Exercise description -
Write out everything from the very start of the entries below down to and including the line that contains "236,48,259,82", and leave the pictures out.

Annotated coordinate records -
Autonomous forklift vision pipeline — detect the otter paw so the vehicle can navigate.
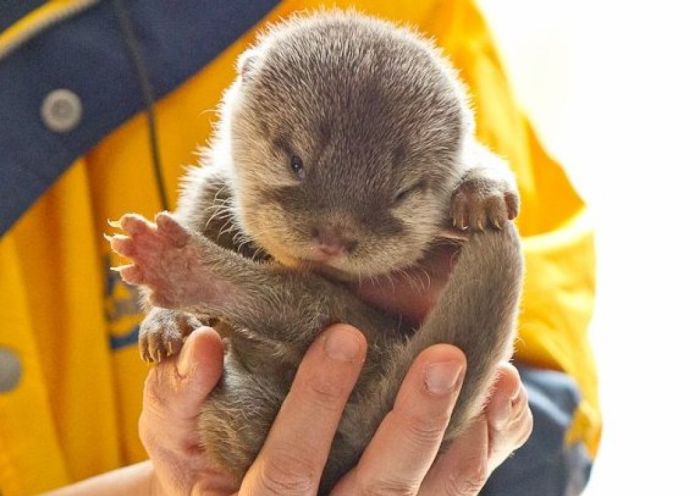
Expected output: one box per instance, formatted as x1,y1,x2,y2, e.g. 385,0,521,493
107,212,204,308
450,175,520,232
139,308,203,363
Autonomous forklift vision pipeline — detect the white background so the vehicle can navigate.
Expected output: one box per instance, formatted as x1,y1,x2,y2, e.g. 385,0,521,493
479,0,700,496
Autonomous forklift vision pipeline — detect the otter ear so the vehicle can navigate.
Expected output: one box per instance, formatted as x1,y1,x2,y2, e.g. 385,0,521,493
236,48,259,82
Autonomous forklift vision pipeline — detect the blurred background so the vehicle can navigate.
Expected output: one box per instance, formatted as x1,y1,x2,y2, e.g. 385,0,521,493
479,0,700,496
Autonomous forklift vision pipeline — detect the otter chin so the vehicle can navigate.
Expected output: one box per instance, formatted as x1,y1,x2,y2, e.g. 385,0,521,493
120,11,522,494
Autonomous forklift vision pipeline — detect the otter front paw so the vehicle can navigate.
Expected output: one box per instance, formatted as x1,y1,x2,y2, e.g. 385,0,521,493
450,169,520,232
139,308,204,363
108,212,207,308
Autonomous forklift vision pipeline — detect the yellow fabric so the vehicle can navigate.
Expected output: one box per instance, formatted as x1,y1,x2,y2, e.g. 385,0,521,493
0,0,600,496
0,0,97,54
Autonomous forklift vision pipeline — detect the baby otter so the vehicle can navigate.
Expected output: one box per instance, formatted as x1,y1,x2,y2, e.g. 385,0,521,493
111,12,522,491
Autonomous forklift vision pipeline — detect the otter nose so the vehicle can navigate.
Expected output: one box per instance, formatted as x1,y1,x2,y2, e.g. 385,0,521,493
311,226,357,256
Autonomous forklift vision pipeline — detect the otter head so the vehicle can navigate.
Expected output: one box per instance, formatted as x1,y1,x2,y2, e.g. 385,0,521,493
224,13,471,277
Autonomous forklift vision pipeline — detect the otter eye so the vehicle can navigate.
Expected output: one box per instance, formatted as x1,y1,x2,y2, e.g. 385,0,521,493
394,181,426,203
289,155,304,179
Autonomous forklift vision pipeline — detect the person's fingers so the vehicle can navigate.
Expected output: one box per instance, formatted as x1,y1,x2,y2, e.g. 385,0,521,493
139,327,224,452
419,415,489,496
332,344,466,495
420,364,532,496
239,325,367,496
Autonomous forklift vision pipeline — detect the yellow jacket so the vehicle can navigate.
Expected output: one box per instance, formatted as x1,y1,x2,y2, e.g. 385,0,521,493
0,0,600,496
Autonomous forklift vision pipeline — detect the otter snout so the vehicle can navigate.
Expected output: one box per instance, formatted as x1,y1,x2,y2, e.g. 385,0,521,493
311,225,358,257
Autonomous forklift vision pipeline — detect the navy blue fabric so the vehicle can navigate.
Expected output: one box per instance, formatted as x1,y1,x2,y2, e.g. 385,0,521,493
479,367,592,496
0,0,46,33
0,0,277,235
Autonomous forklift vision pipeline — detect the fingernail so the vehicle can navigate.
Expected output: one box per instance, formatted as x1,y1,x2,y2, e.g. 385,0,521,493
492,398,513,430
425,361,464,394
324,327,360,362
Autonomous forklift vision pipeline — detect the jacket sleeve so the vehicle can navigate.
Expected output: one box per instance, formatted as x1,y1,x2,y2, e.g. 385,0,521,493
427,0,601,464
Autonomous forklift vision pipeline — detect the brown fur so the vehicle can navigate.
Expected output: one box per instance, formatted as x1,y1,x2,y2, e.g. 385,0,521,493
123,12,522,491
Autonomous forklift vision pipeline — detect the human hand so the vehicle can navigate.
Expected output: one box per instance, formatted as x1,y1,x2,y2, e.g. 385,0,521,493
139,326,532,496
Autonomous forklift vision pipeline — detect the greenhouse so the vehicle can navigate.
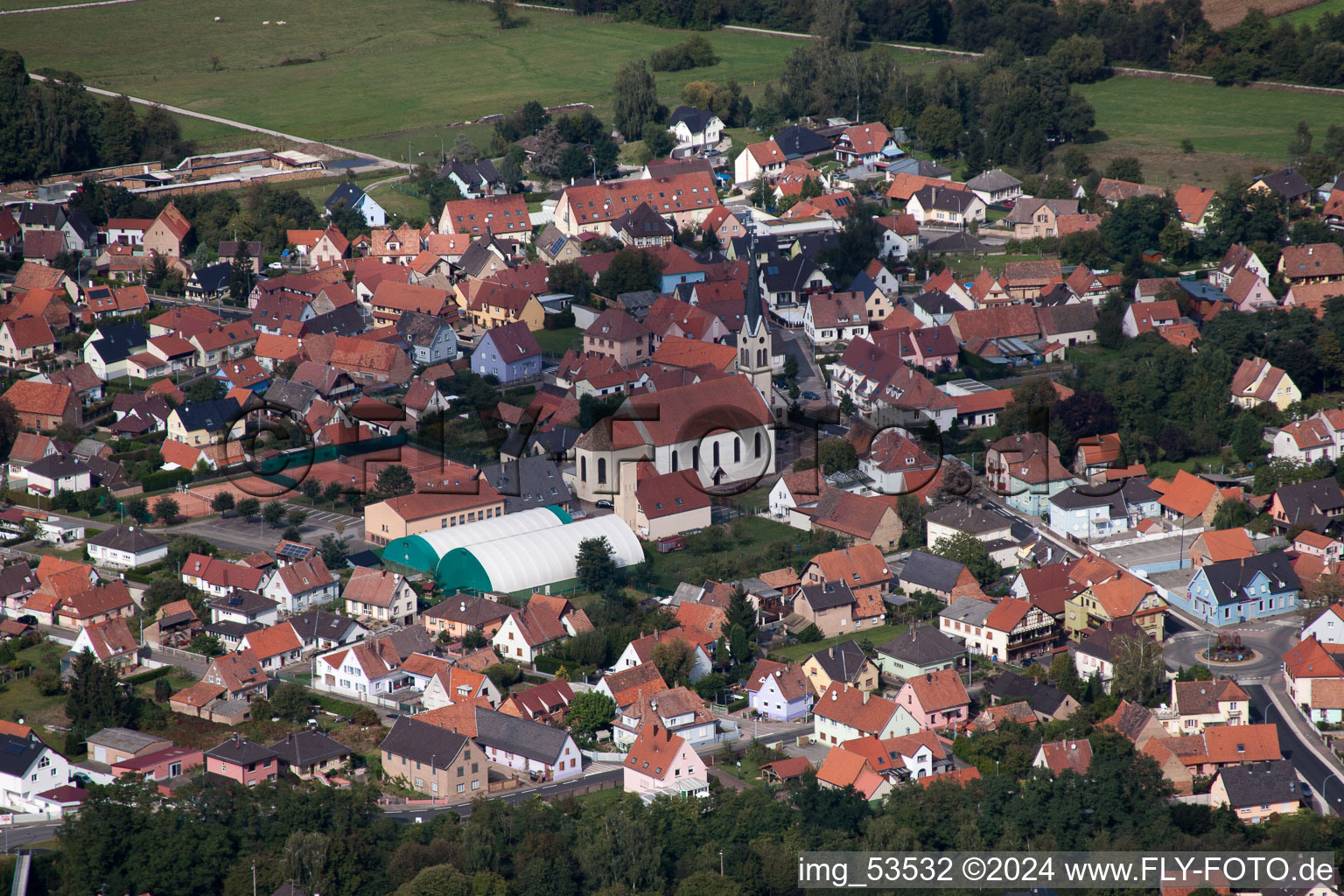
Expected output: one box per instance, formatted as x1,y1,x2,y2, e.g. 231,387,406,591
383,507,574,572
436,510,644,592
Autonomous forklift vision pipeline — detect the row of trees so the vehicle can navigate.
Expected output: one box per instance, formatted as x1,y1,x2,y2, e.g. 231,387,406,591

Solution to this problem -
Autonomous forklift vision pipeline — detect the otter paw so the vehicle can navigate.
Expected output: one box per instance, formatted as x1,y1,x2,y2, e.g. 385,0,521,493
107,212,204,308
450,175,520,232
139,308,203,363
Autonomous forklift vision pipeline — detect the white background so the vehicle can navigate.
Expected output: one box per instance, formatted as x1,y1,x2,y2, e.g. 385,0,521,493
479,0,700,496
Autonomous forklift vision pipeline — detect the otter ear so the vehicle can navigate.
Expected output: one box per instance, formatted as x1,y1,x2,y2, e.g. 385,0,521,493
236,48,259,82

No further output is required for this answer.